## Short problem
Please lay out the data below as a Markdown table with the columns "Row" and "Line", one numbered row per line and no blank lines. Leave the pictures out of your answer.

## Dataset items
◆ ◆ ◆
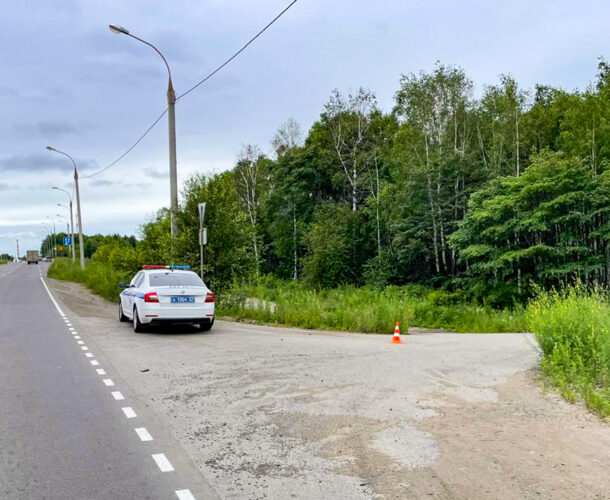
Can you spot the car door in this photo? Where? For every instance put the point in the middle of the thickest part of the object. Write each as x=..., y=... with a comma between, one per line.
x=131, y=292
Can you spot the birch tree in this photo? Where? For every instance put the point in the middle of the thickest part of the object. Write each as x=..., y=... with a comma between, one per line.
x=252, y=183
x=349, y=119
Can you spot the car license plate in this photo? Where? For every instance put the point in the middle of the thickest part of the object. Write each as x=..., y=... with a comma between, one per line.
◆ ◆ ◆
## Output for this exercise
| Row | Line |
|---|---|
| 1 | Can you spot the car door in this photo? Where? For every instance put the point in the middle of the thickest part of the object. Write each as x=..., y=... with a comma between, one per line. |
| 2 | x=131, y=292 |
| 3 | Can you spot the birch tree in this photo? Where? For every instance put the point in the middle of the thickest part of the object. Write each as x=..., y=... with a comma between, one per line. |
| 4 | x=252, y=183 |
| 5 | x=349, y=119 |
| 6 | Can you spot the car license plate in this photo? Where? For every instance put the point in the middle of the thickest part of the object. Write each as x=..., y=... with a comma between, one per line. |